In 1992, Armenian forces and Armenian-backed militias occupied the Karabakh region and all or parts of Azerbaijan’s Aghdham, Fuzuli, Jabrayil, Kalbajar, Lachin, Qubadli, and Zangilan Districts. On this occupied territory, Armenian separatists declared the so-called Republic of Artsakh, which no country ever recognized—not even Armenia.
During 1992 and 1993, the United Nations Security Council adopted four binding resolutions addressing the conflict:
- Resolution 822 (April 30, 1993) called for the cessation of hostilities and withdrawal of Armenian forces from the Kalbajar District.
- Resolution 853 (July 29, 1993) demanded the withdrawal of occupying forces from the Agdam District and other recently occupied territories of Azerbaijan.
- Resolution 874 (October 14, 1993) called for implementation of the previous resolutions and endorsed the peace plan known as the “Adjusted Timetable of Urgent Steps,” proposed by the Minsk Group, which was established by the Organisation of Security and Co-operation in Europe (OSCE) in 1992 to help resolve the conflict.
- Resolution 884 (November 12, 1993) condemned the occupation of Zangilan and the city of Goradiz (today known as Horadiz), reaffirmed earlier resolutions, and again called for the occupying forces to withdraw from Azerbaijan.
Each resolution also reaffirmed the territorial integrity of Azerbaijan and called for the return of displaced persons.

Recorded information
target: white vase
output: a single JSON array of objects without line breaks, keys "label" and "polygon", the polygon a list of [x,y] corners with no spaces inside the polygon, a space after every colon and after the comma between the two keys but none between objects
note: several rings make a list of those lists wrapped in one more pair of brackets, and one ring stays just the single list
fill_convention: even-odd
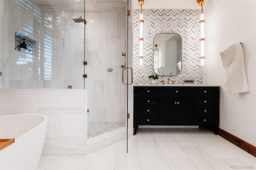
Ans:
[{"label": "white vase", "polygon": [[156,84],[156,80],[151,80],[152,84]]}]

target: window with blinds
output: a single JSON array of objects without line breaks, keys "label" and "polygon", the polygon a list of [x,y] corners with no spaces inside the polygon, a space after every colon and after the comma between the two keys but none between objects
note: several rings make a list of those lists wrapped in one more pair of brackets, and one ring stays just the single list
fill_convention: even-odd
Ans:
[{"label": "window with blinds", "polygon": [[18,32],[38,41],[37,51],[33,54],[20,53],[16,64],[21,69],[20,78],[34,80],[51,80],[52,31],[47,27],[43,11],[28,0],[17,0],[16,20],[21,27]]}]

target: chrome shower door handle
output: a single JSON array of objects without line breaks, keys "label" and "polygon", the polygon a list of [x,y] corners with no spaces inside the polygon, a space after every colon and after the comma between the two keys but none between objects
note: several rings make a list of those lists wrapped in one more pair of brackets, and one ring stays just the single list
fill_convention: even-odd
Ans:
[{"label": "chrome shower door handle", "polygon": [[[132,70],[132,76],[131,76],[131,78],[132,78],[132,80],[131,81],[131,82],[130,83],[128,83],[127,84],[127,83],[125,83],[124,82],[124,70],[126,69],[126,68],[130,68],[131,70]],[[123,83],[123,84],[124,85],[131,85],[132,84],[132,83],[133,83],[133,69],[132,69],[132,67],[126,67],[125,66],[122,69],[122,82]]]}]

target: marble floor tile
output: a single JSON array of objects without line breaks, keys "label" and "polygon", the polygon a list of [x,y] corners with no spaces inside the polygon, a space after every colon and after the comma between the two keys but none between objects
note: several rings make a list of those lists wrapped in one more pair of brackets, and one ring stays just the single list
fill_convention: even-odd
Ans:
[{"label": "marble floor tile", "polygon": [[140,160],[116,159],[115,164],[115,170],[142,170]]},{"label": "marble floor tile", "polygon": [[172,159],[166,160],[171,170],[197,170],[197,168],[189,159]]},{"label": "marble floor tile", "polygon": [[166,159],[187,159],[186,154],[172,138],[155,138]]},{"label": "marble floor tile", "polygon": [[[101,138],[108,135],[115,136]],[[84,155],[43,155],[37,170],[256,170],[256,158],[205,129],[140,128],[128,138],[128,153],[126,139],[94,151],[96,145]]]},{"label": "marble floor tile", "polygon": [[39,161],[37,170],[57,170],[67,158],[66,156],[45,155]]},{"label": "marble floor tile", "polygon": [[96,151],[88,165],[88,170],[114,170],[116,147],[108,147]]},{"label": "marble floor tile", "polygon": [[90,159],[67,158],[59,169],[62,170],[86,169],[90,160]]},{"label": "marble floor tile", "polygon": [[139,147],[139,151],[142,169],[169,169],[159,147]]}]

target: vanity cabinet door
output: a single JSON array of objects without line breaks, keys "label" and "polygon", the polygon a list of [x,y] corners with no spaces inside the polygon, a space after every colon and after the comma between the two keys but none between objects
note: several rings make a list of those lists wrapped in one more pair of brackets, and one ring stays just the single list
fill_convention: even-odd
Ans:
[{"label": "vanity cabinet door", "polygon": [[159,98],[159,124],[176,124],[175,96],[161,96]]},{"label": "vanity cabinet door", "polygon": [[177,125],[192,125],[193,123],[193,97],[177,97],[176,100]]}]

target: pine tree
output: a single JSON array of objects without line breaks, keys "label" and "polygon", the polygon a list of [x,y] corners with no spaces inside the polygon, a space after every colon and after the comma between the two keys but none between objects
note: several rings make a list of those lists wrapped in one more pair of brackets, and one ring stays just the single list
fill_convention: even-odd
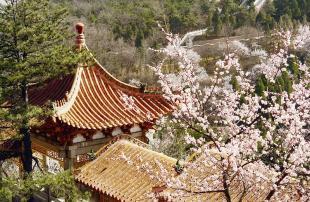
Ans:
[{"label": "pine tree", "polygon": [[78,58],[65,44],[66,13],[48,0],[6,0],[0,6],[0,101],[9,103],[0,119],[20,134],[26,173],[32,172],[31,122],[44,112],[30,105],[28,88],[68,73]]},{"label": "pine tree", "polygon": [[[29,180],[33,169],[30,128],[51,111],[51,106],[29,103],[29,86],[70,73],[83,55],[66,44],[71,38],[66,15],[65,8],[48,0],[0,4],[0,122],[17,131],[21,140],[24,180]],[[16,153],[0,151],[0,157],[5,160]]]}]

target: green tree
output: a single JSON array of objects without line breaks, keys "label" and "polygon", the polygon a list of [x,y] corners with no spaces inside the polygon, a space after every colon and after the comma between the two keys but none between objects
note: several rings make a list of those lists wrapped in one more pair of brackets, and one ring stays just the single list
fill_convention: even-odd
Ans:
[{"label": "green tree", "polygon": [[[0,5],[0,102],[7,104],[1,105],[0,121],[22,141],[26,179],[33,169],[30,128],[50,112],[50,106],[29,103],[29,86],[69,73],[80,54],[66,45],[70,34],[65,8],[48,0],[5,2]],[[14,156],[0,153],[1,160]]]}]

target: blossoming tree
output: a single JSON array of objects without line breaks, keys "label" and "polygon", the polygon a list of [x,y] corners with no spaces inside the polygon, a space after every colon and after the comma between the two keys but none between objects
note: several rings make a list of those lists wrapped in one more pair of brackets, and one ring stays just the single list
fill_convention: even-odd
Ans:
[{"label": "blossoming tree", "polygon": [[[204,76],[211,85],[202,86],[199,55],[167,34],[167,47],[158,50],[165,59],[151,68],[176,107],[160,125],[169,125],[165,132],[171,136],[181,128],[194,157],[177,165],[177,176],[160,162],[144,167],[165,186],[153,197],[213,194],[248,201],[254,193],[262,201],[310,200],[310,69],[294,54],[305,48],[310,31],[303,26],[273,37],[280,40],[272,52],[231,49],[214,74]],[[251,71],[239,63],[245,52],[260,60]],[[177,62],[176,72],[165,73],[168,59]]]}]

Required work
Please write out the passage above about the Karabakh occupation and the Security Council resolutions, word for word and in full.

Written answer
In 1992, Armenian forces and Armenian-backed militias occupied the Karabakh region and all or parts of Azerbaijan’s Aghdham, Fuzuli, Jabrayil, Kalbajar, Lachin, Qubadli, and Zangilan Districts. On this occupied territory, Armenian separatists declared the so-called Republic of Artsakh, which no country ever recognized—not even Armenia.
During 1992 and 1993, the United Nations Security Council adopted four binding resolutions addressing the conflict:
- Resolution 822 (April 30, 1993) called for the cessation of hostilities and withdrawal of Armenian forces from the Kalbajar District.
- Resolution 853 (July 29, 1993) demanded the withdrawal of occupying forces from the Agdam District and other recently occupied territories of Azerbaijan.
- Resolution 874 (October 14, 1993) called for implementation of the previous resolutions and endorsed the peace plan known as the “Adjusted Timetable of Urgent Steps,” proposed by the Minsk Group, which was established by the Organisation of Security and Co-operation in Europe (OSCE) in 1992 to help resolve the conflict.
- Resolution 884 (November 12, 1993) condemned the occupation of Zangilan and the city of Goradiz (today known as Horadiz), reaffirmed earlier resolutions, and again called for the occupying forces to withdraw from Azerbaijan.
Each resolution also reaffirmed the territorial integrity of Azerbaijan and called for the return of displaced persons.